> _ABOUT THIS EXERCISE_: Only a number is wanted here: the number of lines of the data that include "positive".

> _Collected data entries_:
****************
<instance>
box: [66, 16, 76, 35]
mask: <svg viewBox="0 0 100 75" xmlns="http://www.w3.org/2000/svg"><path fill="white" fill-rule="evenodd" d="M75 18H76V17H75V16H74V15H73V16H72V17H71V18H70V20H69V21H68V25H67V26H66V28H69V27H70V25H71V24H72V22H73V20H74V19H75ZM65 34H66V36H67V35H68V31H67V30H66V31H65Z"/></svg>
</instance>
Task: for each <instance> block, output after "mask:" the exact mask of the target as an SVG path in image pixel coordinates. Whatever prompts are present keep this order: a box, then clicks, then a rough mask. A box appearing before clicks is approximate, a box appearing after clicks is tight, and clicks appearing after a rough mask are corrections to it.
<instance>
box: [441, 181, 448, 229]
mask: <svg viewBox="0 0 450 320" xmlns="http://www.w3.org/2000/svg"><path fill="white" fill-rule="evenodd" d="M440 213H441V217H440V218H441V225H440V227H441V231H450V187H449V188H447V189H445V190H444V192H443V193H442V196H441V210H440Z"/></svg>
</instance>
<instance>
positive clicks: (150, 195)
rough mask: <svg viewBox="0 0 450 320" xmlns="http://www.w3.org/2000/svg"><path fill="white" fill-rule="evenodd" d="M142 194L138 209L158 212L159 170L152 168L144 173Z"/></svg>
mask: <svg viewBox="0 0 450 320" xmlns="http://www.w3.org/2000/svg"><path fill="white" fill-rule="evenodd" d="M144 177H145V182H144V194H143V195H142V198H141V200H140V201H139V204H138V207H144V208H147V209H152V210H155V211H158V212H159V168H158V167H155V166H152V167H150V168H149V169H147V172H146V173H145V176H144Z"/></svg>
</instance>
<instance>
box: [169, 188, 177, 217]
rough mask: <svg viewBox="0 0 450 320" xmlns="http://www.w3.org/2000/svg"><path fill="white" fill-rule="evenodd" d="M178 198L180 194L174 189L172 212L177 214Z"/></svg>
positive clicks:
****************
> _RESPONSE AREA_: 2